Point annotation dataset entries
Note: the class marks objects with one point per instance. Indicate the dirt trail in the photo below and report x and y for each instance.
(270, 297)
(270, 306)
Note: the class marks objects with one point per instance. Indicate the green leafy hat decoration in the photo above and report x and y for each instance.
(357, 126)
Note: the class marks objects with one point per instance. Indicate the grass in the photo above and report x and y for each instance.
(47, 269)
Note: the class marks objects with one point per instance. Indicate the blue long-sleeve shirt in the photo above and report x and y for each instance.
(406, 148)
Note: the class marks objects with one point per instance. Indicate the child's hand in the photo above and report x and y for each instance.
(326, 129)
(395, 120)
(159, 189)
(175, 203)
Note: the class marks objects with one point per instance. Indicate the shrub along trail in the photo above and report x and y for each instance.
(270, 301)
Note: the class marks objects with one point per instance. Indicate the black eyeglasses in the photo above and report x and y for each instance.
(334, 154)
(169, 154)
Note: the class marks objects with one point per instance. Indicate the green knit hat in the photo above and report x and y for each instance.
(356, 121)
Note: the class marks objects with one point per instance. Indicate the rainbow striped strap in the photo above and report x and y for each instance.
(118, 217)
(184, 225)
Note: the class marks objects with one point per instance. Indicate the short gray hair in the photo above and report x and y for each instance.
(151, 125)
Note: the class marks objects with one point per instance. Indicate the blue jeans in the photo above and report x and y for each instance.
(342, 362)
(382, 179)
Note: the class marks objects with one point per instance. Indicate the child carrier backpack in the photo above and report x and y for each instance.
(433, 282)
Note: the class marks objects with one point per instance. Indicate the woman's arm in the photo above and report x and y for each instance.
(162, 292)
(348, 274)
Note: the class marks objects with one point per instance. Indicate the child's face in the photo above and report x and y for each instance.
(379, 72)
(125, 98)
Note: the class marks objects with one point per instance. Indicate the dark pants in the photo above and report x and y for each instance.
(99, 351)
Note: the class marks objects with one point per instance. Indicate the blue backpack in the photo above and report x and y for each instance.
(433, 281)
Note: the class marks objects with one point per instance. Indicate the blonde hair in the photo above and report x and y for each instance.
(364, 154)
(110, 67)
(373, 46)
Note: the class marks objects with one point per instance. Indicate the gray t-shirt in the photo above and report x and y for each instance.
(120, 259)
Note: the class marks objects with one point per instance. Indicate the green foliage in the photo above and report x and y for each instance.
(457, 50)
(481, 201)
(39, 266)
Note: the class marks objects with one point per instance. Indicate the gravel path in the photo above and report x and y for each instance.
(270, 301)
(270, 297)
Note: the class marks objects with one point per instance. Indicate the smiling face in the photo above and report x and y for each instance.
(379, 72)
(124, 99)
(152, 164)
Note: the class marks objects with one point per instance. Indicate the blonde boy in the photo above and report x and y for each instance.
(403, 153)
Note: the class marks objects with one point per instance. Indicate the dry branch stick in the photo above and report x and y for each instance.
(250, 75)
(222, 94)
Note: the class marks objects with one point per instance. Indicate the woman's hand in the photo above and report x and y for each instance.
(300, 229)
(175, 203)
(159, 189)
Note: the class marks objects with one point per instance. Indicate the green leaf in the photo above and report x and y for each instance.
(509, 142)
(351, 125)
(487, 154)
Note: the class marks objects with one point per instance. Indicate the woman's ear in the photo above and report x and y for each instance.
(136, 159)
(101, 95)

Requirement: Can you write out everything from the line containing "Indicate the gray" down to the end of the entries, requests included, shifting every x and y coordinate in the answers by -82?

Solved problem:
Note: the class marks objects with one point per instance. Indicate the gray t-shirt in the photo above and report x and y for each instance.
(38, 177)
Note: the class marks objects with one point per instance. Indicate the green foliage in the photo above and report x and y for each instance.
(375, -32)
(399, 119)
(-43, 184)
Note: the class marks objects with one point per instance. Indicate the gravel path in the photo above and report x and y for each instance.
(188, 219)
(188, 215)
Note: the class marks objects with one point per instance. Indicate the smiling face in the photo above and report x and y for each instance.
(297, -10)
(42, 17)
(70, 82)
Note: the class marks objects with one point per instance. Indicate the blonde boy in the photo above and report x and y for each instance.
(321, 71)
Note: the class marks objects with one point per instance. Indicate the dry branch stick in the photo above and report x and y for each instance.
(168, -7)
(140, 12)
Note: the class marks objects with one point per instance. Indicate the woman's hand in the photo above and report x and y for each instance.
(218, 147)
(93, 121)
(77, 107)
Note: the class marks objects with one point per instance. Indicate the green leaf in the photo above and report x and y for each instance.
(427, 60)
(269, 43)
(405, 72)
Note: the class marks objects with one point per instance. Indicate the woman's ear in the photo above and report x and y for each instance.
(54, 77)
(19, 13)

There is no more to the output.